Problem
Please transcribe exactly the lines from the one containing "light class. Output a bounding box per detection." through the end of the records below, both included, and nothing else.

Extracted material
==========

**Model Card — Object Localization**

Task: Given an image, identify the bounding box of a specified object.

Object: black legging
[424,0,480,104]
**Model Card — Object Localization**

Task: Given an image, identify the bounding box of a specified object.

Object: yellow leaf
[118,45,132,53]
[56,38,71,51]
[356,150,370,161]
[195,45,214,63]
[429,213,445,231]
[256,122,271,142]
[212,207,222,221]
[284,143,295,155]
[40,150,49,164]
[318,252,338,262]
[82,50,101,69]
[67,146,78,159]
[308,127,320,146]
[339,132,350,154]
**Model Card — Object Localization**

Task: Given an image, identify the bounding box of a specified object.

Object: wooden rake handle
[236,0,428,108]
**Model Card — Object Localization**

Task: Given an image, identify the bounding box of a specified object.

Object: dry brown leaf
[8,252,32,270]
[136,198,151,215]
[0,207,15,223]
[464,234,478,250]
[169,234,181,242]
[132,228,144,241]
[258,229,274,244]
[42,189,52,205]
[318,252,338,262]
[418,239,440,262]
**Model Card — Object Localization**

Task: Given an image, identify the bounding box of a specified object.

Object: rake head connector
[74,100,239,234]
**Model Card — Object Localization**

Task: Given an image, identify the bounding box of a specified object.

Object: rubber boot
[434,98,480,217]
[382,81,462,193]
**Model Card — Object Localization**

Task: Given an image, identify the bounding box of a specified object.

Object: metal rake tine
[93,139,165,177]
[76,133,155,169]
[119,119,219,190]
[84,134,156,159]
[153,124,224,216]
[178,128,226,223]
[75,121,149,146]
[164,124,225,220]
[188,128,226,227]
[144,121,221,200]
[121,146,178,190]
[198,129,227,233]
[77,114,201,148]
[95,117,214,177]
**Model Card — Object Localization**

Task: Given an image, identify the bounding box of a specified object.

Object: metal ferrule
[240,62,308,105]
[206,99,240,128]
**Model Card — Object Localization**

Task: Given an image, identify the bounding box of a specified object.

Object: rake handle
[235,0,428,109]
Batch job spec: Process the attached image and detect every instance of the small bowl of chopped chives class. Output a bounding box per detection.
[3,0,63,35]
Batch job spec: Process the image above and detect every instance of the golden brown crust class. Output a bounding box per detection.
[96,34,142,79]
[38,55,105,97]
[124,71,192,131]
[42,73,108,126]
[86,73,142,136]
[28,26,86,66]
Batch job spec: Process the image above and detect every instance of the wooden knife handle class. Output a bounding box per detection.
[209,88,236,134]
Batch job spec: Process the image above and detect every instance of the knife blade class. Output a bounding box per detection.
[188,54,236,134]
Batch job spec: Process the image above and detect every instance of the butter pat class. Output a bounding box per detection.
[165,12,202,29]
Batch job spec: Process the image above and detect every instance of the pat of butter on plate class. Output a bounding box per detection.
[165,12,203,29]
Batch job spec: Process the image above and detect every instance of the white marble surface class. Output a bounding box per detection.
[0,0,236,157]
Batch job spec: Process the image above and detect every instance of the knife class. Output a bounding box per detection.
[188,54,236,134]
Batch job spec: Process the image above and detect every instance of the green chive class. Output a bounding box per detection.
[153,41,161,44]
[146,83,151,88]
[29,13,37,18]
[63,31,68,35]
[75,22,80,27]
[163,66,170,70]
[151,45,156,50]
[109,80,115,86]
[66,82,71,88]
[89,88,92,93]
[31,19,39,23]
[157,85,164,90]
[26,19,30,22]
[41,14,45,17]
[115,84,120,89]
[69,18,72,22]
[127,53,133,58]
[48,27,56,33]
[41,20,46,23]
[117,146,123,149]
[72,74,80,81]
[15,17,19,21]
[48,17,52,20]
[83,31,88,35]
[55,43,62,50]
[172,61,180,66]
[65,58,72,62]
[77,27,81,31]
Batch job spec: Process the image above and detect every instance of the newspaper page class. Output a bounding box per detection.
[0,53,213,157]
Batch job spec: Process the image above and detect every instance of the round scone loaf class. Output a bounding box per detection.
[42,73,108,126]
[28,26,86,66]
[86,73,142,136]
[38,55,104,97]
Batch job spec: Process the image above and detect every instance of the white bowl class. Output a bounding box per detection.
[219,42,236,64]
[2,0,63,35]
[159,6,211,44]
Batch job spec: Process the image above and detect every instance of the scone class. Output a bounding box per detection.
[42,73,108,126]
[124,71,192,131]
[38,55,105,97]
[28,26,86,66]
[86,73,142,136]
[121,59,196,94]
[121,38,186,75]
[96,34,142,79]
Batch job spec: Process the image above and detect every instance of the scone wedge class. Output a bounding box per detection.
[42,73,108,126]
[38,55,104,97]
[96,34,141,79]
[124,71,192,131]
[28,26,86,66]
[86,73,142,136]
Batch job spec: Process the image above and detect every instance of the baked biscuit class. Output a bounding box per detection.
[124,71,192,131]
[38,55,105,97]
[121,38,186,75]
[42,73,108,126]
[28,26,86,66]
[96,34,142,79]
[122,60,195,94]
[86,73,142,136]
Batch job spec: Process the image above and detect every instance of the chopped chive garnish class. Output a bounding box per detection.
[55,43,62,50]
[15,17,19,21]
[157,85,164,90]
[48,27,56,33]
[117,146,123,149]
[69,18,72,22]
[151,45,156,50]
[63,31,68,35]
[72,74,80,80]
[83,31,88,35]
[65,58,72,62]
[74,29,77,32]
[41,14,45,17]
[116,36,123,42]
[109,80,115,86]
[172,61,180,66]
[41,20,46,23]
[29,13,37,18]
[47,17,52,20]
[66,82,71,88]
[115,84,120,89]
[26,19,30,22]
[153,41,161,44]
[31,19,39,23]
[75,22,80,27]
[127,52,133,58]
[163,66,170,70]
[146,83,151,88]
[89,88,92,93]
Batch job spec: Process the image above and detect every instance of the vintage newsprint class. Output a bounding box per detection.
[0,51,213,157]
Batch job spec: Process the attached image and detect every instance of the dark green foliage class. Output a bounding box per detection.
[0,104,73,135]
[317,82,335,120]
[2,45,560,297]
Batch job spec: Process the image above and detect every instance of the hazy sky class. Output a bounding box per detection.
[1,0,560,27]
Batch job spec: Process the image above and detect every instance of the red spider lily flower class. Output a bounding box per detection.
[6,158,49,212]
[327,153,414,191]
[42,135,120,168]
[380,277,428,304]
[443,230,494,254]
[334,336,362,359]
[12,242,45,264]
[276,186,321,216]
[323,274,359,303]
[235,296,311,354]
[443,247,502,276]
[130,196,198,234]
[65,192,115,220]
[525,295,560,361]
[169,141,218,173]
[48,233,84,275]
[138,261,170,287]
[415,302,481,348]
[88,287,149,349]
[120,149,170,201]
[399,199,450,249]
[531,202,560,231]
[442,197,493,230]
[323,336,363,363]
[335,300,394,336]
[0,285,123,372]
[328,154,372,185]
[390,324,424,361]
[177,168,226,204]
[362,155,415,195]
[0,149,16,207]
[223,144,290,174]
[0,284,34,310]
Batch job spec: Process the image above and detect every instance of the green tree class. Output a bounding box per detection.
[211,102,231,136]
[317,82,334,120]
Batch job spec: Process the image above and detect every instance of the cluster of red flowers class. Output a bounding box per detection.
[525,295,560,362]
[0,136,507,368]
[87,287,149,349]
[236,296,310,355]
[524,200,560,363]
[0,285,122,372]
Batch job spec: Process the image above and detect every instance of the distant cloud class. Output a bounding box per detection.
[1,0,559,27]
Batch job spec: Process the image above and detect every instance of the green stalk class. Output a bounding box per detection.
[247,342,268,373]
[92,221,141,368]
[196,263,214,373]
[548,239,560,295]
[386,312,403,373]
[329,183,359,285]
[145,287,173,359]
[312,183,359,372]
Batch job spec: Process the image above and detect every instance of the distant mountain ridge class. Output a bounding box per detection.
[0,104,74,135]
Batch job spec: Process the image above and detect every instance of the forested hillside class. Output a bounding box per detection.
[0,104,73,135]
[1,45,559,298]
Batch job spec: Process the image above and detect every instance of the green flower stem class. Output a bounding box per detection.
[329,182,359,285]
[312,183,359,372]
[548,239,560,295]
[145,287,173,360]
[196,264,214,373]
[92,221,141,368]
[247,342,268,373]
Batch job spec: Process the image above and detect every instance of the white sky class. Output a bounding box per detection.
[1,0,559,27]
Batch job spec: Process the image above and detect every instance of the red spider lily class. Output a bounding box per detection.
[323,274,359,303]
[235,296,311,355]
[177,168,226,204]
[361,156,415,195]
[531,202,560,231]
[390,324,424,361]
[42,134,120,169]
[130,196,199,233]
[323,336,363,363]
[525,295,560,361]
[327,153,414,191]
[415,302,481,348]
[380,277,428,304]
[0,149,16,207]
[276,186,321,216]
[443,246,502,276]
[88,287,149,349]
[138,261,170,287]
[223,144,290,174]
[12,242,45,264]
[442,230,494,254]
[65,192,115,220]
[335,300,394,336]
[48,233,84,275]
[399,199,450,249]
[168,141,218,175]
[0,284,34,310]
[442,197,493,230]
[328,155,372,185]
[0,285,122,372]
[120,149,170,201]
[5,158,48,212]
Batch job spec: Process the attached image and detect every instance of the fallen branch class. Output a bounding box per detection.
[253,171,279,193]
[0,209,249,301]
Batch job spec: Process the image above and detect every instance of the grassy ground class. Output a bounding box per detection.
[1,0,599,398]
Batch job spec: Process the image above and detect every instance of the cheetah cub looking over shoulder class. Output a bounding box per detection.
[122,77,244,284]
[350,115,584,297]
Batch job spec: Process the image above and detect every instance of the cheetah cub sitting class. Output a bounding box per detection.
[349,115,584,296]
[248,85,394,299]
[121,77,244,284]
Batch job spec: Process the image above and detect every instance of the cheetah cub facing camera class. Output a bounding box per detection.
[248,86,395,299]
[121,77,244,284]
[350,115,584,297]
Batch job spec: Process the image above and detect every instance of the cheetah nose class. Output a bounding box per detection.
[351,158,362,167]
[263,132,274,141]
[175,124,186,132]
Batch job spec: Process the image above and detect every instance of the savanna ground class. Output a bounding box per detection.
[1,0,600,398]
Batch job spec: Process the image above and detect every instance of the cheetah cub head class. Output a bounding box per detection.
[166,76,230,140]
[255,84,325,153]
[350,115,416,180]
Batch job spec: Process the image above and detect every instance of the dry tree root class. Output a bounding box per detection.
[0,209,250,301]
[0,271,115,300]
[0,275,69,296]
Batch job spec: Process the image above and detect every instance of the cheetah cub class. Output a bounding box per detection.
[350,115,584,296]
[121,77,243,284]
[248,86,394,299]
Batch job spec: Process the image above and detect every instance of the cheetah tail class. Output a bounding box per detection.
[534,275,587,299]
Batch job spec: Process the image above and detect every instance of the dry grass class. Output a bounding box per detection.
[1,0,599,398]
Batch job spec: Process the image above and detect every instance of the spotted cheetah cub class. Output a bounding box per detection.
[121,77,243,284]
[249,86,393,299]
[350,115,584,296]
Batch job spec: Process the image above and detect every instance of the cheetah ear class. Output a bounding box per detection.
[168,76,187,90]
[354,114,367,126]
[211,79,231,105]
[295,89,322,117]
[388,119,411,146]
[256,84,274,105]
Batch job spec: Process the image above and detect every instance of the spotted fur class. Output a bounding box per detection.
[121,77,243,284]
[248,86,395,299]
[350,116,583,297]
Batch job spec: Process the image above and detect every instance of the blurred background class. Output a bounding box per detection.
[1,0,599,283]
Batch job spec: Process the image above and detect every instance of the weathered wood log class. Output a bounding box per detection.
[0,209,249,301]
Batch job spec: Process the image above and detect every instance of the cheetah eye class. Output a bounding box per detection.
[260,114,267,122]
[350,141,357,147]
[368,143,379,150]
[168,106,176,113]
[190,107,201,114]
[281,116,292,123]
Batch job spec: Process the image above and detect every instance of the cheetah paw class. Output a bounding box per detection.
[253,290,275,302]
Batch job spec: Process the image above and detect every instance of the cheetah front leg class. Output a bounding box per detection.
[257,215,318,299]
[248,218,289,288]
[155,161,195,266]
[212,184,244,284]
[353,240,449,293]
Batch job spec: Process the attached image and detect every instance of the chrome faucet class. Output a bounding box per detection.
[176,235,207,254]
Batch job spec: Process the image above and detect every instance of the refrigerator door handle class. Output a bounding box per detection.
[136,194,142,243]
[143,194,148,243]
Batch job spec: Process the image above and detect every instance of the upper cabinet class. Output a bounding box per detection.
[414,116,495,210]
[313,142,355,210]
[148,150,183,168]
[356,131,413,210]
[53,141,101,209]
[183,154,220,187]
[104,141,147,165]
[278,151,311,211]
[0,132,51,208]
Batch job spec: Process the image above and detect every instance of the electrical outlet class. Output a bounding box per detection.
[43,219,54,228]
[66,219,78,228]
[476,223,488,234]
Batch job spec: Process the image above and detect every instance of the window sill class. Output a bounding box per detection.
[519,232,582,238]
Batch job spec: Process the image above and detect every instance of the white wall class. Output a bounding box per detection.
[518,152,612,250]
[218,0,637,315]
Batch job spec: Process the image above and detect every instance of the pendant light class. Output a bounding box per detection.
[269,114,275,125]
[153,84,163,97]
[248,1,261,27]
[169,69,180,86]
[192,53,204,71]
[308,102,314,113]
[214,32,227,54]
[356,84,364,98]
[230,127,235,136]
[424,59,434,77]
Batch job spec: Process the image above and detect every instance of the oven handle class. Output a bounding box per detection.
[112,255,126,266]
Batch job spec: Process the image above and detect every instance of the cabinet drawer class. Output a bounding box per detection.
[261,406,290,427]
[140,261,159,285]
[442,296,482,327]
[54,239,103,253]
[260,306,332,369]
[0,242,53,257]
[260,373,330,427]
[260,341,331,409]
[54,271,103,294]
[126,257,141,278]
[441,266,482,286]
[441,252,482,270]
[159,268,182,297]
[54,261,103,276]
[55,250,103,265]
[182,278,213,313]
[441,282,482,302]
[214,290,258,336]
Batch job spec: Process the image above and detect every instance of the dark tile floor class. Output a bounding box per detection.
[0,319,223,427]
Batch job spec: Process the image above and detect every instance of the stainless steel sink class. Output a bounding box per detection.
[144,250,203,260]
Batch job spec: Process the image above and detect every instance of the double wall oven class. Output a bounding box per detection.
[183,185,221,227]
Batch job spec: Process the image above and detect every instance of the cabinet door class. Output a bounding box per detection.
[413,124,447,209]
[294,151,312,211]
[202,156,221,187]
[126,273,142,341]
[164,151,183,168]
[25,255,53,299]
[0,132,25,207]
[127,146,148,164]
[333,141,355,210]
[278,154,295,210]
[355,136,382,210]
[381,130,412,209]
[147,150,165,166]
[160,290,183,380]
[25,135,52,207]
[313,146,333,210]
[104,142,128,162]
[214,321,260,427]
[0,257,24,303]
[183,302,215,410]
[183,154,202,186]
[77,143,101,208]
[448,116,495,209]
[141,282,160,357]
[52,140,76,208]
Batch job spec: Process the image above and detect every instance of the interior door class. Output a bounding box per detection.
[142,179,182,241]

==========

Response
Batch job spec: Process the image above and detect every instance of the pendant light class. Output a bounding box per detection.
[269,114,275,125]
[153,84,163,97]
[248,1,261,27]
[169,69,180,86]
[192,53,204,71]
[308,102,314,113]
[214,32,227,54]
[356,84,364,98]
[230,127,235,136]
[424,59,434,77]
Batch job spec: Process the image above and detect every instance of the oven handle class. Output a bounding box per detection.
[112,255,126,266]
Batch job spec: Process the image above and detect every instance of the cabinet drawer class. Output a bounding box per detection.
[261,406,290,427]
[140,261,159,285]
[442,296,482,327]
[54,239,103,253]
[260,306,332,369]
[0,242,53,257]
[260,373,330,427]
[260,341,331,409]
[54,271,103,294]
[126,257,141,278]
[441,266,482,286]
[441,252,482,270]
[159,268,182,297]
[54,261,103,276]
[55,250,103,265]
[182,278,213,313]
[441,282,482,302]
[214,290,258,336]
Batch job spec: Process the image above and detect every instance of the dark tile floor class. Output a bounding box per detection.
[0,319,223,427]
Batch job spec: Process the image above and detect every instance of the stainless steel sink class. Output a bounding box per detection.
[144,250,203,260]
Batch job spec: Process the image above and detect every instance of the double wall oven class. Output a bounding box per detection.
[183,185,221,227]
Batch job spec: Process the image above and detect every instance of the cabinet door class. Output a bounding box per detection.
[413,124,447,209]
[294,151,312,211]
[202,156,221,187]
[126,273,142,341]
[164,151,183,168]
[25,255,53,299]
[0,132,25,207]
[127,146,148,164]
[333,141,355,210]
[278,154,295,210]
[355,136,382,210]
[381,130,412,209]
[147,150,165,166]
[160,290,183,380]
[25,135,52,207]
[313,146,333,210]
[104,142,128,162]
[214,321,260,427]
[0,257,24,303]
[183,302,215,410]
[183,154,202,186]
[77,143,101,208]
[448,116,495,209]
[141,282,160,357]
[52,140,76,208]
Batch job spec: Process the image above and detect every instance of the interior door class. Output a bounding box per detection.
[142,179,182,241]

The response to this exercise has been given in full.